:: DONNÉES ENREGISTRÉES ::

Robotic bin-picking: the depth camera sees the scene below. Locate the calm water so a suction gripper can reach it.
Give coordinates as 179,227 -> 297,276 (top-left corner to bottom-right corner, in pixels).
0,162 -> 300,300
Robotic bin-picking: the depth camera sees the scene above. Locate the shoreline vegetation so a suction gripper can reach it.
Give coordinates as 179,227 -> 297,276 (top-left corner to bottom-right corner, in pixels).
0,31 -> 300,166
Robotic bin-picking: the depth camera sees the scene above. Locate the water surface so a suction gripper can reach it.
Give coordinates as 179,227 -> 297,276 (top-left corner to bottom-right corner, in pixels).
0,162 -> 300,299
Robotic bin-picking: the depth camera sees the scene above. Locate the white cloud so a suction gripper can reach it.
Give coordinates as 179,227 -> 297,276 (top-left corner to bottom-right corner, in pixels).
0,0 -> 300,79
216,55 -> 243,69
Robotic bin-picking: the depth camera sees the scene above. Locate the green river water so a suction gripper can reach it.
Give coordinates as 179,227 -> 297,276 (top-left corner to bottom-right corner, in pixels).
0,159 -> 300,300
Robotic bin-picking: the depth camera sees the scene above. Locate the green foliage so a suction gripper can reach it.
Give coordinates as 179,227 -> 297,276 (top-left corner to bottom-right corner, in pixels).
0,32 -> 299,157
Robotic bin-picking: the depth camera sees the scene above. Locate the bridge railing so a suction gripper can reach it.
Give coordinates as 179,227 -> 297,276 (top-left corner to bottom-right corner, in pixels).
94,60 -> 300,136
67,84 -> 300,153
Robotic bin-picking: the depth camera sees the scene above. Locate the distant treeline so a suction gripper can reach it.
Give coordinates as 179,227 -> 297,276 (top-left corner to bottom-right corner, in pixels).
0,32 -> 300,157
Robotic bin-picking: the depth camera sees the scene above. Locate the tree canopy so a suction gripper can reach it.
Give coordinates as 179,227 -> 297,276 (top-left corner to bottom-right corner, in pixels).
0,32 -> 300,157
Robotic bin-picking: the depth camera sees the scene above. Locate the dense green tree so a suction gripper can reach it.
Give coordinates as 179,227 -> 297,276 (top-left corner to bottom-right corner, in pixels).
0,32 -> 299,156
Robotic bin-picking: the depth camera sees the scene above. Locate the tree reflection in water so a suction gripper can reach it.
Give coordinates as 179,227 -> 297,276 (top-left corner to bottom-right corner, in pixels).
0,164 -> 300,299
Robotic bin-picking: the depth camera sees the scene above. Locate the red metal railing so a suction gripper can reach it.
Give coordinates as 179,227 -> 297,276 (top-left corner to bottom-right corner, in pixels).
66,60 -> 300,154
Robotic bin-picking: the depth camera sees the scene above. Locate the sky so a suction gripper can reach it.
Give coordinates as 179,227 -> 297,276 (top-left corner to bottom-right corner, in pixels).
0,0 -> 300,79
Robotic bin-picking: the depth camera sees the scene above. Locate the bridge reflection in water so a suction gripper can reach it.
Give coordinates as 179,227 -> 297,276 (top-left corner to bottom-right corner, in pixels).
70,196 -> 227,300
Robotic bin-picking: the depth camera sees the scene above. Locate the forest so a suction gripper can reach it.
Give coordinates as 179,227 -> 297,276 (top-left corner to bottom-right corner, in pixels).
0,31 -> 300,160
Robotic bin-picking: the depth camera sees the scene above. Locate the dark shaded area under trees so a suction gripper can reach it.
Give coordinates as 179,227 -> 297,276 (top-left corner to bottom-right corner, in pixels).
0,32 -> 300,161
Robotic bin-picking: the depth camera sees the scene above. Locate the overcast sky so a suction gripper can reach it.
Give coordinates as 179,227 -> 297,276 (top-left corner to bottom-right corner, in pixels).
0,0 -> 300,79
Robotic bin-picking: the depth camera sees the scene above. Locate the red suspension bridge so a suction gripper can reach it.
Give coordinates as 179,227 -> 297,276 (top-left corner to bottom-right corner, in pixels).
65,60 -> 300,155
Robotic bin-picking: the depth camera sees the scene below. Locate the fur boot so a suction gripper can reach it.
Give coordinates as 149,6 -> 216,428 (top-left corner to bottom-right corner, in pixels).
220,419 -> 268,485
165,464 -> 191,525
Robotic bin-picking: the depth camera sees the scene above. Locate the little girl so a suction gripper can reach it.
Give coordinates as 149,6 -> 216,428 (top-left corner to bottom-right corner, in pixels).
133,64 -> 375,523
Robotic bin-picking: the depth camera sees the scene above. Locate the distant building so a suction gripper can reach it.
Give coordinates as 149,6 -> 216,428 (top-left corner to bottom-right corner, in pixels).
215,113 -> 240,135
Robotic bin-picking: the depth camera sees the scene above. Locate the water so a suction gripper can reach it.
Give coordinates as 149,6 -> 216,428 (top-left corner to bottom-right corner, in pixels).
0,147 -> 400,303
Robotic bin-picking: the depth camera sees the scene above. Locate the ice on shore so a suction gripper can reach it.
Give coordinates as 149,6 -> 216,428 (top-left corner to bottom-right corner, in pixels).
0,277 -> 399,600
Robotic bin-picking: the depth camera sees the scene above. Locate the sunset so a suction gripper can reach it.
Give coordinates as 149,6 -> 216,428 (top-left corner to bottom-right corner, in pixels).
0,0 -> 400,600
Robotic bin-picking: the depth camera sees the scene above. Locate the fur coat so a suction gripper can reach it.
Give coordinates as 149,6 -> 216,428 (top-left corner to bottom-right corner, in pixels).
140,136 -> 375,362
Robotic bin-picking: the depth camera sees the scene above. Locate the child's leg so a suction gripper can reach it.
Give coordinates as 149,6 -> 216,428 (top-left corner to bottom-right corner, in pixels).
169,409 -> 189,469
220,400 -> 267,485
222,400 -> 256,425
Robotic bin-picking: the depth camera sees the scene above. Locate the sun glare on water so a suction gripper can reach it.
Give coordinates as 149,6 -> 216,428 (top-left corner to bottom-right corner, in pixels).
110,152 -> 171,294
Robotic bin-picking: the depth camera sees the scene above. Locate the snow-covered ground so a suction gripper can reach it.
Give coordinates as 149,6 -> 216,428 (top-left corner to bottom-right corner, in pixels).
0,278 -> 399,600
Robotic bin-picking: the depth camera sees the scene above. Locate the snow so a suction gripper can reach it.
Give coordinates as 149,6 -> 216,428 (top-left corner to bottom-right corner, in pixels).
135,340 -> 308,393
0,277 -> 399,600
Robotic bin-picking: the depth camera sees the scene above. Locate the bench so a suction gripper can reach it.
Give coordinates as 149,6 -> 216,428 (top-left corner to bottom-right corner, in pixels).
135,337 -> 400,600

:::

§ EXERCICE
Relevez chaque ligne des enregistrements qui contient la chaîne « snow » et recopiez-la sans la modifier.

§ RÉSULTAT ATTENDU
Robotic bin-picking: the depth camera sees the scene above. Locate the snow-covered ground so a suction gripper can reach it.
Robotic bin-picking: the depth camera sees the scene above. Locate the snow so a suction gripper can reach it.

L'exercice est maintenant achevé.